What to do: Return each line of the data below that contains the string "dirt", treating uppercase and lowercase letters as different.

— BEGIN Source material —

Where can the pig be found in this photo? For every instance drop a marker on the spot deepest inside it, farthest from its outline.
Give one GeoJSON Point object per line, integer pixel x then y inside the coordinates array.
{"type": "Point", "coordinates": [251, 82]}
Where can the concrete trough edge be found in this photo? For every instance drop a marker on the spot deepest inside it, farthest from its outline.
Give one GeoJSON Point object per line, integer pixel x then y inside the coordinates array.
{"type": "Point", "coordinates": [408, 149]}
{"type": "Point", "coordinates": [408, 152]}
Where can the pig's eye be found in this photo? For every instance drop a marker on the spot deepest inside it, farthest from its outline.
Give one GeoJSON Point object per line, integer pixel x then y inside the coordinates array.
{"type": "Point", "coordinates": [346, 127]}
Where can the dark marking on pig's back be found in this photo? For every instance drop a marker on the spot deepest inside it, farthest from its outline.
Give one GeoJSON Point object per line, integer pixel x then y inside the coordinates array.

— END Source material —
— BEGIN Source material —

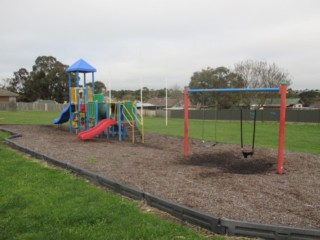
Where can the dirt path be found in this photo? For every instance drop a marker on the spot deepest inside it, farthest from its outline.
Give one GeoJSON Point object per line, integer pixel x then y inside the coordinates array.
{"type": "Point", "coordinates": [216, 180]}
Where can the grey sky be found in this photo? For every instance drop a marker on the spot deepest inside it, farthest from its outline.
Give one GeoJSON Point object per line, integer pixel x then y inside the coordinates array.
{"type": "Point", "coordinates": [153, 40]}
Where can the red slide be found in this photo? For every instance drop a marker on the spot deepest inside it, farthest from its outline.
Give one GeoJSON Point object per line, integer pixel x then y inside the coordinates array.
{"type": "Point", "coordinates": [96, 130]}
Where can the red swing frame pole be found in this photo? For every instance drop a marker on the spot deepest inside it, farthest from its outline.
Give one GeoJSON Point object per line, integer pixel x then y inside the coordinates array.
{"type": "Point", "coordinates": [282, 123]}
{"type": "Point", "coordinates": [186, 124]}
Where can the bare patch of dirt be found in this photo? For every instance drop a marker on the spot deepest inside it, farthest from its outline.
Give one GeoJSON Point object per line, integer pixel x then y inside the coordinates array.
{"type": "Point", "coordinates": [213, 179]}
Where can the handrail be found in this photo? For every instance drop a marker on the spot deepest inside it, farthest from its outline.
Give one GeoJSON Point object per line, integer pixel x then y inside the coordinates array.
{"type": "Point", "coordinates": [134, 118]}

— END Source material —

The reply:
Where can the dirt path be found in this photo? For every instance drop a marker on the spot deepest inside it, farthest from its outline.
Where can the bare patch of dirt be found in this photo? For every instance drop a marker on the spot deepest inside it, farthest from its outline.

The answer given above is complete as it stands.